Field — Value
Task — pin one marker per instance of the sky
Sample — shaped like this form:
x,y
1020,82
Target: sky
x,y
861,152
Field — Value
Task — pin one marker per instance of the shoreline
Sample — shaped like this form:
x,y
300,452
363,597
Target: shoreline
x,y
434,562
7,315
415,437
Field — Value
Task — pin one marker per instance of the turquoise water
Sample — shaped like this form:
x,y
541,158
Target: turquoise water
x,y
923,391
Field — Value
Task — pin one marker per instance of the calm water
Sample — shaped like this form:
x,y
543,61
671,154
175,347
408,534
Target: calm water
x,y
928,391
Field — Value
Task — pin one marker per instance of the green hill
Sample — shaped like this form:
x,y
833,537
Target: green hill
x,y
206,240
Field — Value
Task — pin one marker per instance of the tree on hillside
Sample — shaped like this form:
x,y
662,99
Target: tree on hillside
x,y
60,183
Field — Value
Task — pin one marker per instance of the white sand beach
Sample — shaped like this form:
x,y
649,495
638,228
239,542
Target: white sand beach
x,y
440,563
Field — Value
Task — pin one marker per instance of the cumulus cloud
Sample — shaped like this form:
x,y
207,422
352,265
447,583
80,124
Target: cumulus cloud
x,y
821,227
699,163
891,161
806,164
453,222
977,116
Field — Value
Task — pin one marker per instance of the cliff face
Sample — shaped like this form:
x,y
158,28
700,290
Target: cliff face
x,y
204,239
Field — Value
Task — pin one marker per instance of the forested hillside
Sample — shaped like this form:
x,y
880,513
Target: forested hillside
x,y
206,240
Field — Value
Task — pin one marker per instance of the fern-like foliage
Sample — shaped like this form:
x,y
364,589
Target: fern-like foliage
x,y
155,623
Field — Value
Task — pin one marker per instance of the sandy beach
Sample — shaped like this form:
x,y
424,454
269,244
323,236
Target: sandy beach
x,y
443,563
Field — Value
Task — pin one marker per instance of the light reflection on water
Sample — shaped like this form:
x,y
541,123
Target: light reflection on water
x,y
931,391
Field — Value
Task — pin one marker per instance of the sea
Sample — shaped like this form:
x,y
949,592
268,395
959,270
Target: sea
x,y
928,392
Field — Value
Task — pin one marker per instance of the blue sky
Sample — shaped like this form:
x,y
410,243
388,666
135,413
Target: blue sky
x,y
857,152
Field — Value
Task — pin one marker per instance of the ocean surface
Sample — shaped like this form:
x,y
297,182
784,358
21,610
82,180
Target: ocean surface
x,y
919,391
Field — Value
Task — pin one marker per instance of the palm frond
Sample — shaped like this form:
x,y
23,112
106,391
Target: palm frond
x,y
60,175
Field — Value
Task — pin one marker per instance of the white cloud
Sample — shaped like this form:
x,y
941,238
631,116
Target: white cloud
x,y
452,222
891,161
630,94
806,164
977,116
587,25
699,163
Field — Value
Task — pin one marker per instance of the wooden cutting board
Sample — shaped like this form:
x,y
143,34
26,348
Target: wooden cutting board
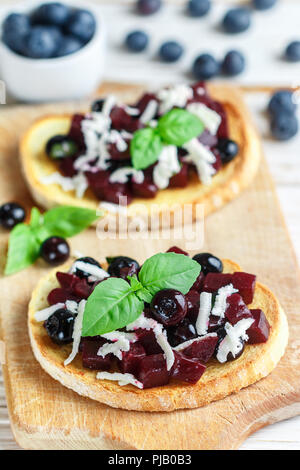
x,y
45,415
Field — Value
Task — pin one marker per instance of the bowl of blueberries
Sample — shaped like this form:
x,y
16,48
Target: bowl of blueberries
x,y
51,51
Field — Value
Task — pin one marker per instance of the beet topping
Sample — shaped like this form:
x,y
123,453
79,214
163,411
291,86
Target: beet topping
x,y
124,122
175,316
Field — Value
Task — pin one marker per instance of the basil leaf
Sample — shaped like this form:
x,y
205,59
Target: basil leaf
x,y
169,271
179,126
23,249
111,306
145,148
67,221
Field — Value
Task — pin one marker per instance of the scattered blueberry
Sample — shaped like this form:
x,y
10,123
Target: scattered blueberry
x,y
237,20
170,51
51,13
11,214
148,7
292,52
59,326
55,250
61,146
205,67
81,24
282,101
40,43
233,63
198,8
263,4
97,106
228,149
137,41
69,45
284,126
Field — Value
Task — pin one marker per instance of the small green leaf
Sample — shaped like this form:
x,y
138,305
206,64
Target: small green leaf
x,y
179,126
111,306
67,221
145,148
23,249
169,271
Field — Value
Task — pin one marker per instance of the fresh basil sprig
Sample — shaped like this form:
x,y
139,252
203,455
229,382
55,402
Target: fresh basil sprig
x,y
25,239
176,127
115,303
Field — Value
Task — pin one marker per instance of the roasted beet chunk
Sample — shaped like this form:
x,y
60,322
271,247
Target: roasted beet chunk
x,y
187,369
236,309
90,358
153,371
259,330
131,359
245,283
214,281
168,307
202,349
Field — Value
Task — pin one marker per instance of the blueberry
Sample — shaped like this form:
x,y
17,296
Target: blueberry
x,y
148,7
137,41
170,51
233,63
228,149
237,20
11,214
40,43
59,326
15,28
98,105
263,4
284,126
209,263
282,101
292,52
69,45
61,146
55,250
198,8
205,67
81,24
51,13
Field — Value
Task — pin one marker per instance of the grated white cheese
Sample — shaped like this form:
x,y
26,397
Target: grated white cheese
x,y
91,269
184,345
178,95
168,166
232,342
149,112
202,158
121,342
160,335
210,118
122,379
43,315
122,175
221,300
204,313
76,332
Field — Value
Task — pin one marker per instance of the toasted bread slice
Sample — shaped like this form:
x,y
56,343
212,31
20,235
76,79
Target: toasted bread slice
x,y
218,381
226,184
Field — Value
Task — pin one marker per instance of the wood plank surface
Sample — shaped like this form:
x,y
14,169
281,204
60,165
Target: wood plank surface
x,y
45,415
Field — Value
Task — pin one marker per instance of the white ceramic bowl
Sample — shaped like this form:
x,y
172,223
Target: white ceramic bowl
x,y
71,77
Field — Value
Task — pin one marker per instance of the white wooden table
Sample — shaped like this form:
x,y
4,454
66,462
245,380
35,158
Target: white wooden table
x,y
262,46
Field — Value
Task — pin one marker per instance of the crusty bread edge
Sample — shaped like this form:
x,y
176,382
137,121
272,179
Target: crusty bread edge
x,y
217,382
226,185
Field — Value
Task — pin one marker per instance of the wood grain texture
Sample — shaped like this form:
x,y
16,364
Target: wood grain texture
x,y
45,415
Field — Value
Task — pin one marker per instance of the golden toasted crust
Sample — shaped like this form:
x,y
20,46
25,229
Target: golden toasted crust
x,y
226,185
218,381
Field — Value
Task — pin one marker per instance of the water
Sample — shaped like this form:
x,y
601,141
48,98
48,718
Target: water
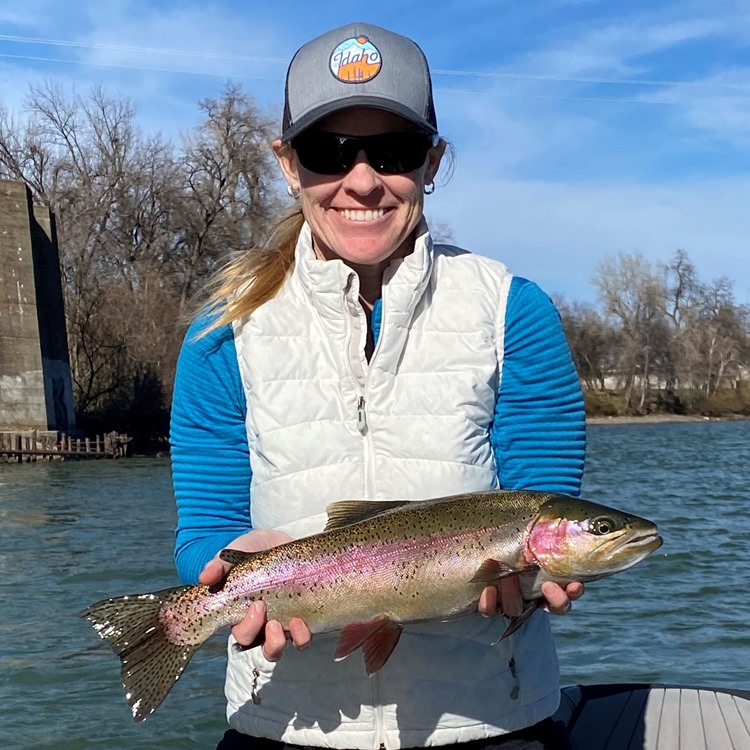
++++++++++++++++++++
● **How to complete this task**
Output each record above word for word, leaving out images.

● **Final answer**
Field — Value
Task — pin one marker per instance of the sky
Sample — shaped like this form:
x,y
1020,82
Target: sky
x,y
861,152
Field — Value
Task — pin one marker per instance of the shoreline
Sample — shaped like this form:
x,y
300,452
363,597
Target: shoreline
x,y
434,562
7,315
415,437
Field — Value
Task — pin one marker per instance of the turquoise water
Sample — shaped like this form:
x,y
541,158
Target: turquoise water
x,y
923,391
Field — Value
Task — pin one marker per instance of the calm water
Sample — shaped like this form:
x,y
543,61
671,154
175,347
408,534
Target: calm water
x,y
928,391
Field — Value
Task — pin one marker per instance of the green hill
Sample — shaped like this form:
x,y
833,537
Target: green hill
x,y
206,240
Field — Value
Task — pin one marker per instance of the tree on hillside
Sample — shaped like this form:
x,y
662,99
Target: tree on hillside
x,y
60,183
Field — Value
Task — pin one marker per instance of the white sand beach
Sample — shaped like this form:
x,y
649,495
638,228
239,542
Target: white sand beach
x,y
440,563
Field — Value
Task — pin one marker per instance of the cumulus cloud
Sample — shaped like this form:
x,y
207,422
352,265
447,583
80,124
Target: cumulus cloud
x,y
821,227
699,163
891,161
806,164
453,222
977,116
Field — Value
Task — pin one marker per instance of the cliff face
Sample — shaped like this form:
x,y
158,28
700,290
Target: cliff face
x,y
204,239
Field — Value
Task — pin one marker per instance of the forested hillside
Sample — shaped like this form:
x,y
880,513
Target: forested hillside
x,y
206,240
Field — Value
Task — pin one marker per instance of the fern-like foliage
Sample — shaped like this form:
x,y
364,589
Target: fern-like foliage
x,y
155,623
Field — Value
Task — pin one marker per instance of the sandy beach
Sample — shaped like this form:
x,y
424,454
269,244
323,236
Target: sandy beach
x,y
443,563
Field — Value
Task — pin one marker per instance of the light reflection on water
Sample — shaped like this form:
x,y
541,123
Target: light reflection on water
x,y
931,391
Field — Value
Task — pin one marker per instance of the sea
Sample — shaped like this form:
x,y
949,592
268,395
959,270
Target: sea
x,y
928,392
Field — Value
Task — pin one marker per instance of the blue sky
Sample — shaped like this form:
x,y
410,243
388,666
135,413
Target: blue sky
x,y
857,152
Field — Value
Task — pin one marker per instance of the ocean surface
Sample — shaped like this form:
x,y
297,182
784,358
21,610
82,180
Target: ocean surface
x,y
919,391
Field — Value
Task — pin one marker per instance of the palm frond
Sample — shaped like this form:
x,y
23,112
106,391
Target: palm frond
x,y
60,175
Field — Value
Task — pin one marker per instance of the white cloud
Sample — shaped like this form:
x,y
941,238
631,116
Target: white cloud
x,y
452,222
891,161
630,94
806,164
977,116
587,25
699,163
Field — Value
Task — pin one marker per instance of the wooden cutting board
Sample — shaped like this form:
x,y
143,34
26,348
Target: wooden cutting board
x,y
45,415
Field — Value
Task — pin one marker per instance of the bowl of blueberries
Sample — shaped like this form:
x,y
16,48
Target: bowl of blueberries
x,y
51,51
Field — Value
Task — pin one marker per instance of the beet topping
Sample — shaped like this form:
x,y
123,453
79,214
163,411
291,86
Target: beet topping
x,y
124,122
175,316
Field — Value
Task — pin one marker per instance of the basil leaf
Sample — shaped like this form:
x,y
205,59
Target: basil leaf
x,y
169,271
179,126
23,249
111,306
145,148
67,221
Field — Value
Task — pin one marker per instance of the scattered blueberry
Sample — shaped like this form:
x,y
10,123
Target: scattered blueberry
x,y
237,20
170,51
51,13
11,214
148,7
292,52
59,326
55,250
61,146
205,67
81,24
282,101
40,43
233,63
198,8
263,4
97,106
228,149
137,41
69,45
284,126
Field — Value
Task — pin one marker per instance of the small green leaf
Sample — shaped like this form:
x,y
138,305
206,64
Target: small green leaf
x,y
179,126
111,306
67,221
145,148
23,249
169,271
Field — Value
Task — pin one marker per instance of the fresh basil sprig
Sample — shaped like this form:
x,y
139,252
203,455
229,382
55,402
Target: fresh basil sprig
x,y
25,239
176,127
115,303
Field — Value
Task — pin one marker per instance of the roasted beet chunk
Sample — shaped like this form:
x,y
60,322
271,247
Target: roasted beet chunk
x,y
187,369
236,309
90,358
153,371
259,330
131,359
245,283
214,281
168,307
202,349
Field — Value
Task — pin one marker per instance of the blueberry
Sample — shaped like this form:
x,y
17,296
Target: blueberry
x,y
148,7
137,41
170,51
233,63
228,149
237,20
11,214
40,43
59,326
15,28
98,105
263,4
284,126
209,263
282,101
292,52
69,45
61,146
55,250
198,8
205,67
81,24
51,13
Field — Value
Task — pin one marker per instance of the grated white cheese
Sample — shaped like this form:
x,y
26,397
Target: grated white cheese
x,y
91,269
184,345
178,95
168,166
232,342
149,112
202,158
121,342
160,335
210,118
122,379
43,315
122,175
221,300
204,313
76,332
Field — Value
Task — pin one marker per instance of the toasted bread slice
Sample — shaped like this form:
x,y
56,343
212,31
20,235
76,79
Target: toasted bread slice
x,y
218,381
226,184
Field — Value
Task — pin one marker per instance of the wood plank surface
Sample — shaped like this form:
x,y
14,169
281,204
60,165
Target: wood plank surface
x,y
45,415
Field — Value
Task — pin one marker per instance of the white ceramic bowl
Sample — shaped like this form:
x,y
172,223
Target: white ceramic bowl
x,y
71,77
Field — Value
Task — pin one marker per instance of the white wooden table
Sample — shaped like this form:
x,y
4,454
66,462
245,380
35,158
Target: white wooden table
x,y
262,46
Field — Value
Task — pin one marker per instance of the crusty bread edge
Sample — shaped like this form:
x,y
176,382
137,121
272,179
Target: crusty bread edge
x,y
217,382
226,185
Field — Value
Task — pin one marker per instance of the wood grain texture
Sample — shaped like this form:
x,y
16,364
Target: wood grain texture
x,y
45,415
Field — Value
Task — pin one marker per instance of the golden toasted crust
Sample — shaped like this form:
x,y
20,46
25,229
Target: golden toasted crust
x,y
226,185
218,381
Field — Value
Task — pin one marker per instance of the water
Sample — shaped like this form:
x,y
601,141
48,98
48,718
Target: water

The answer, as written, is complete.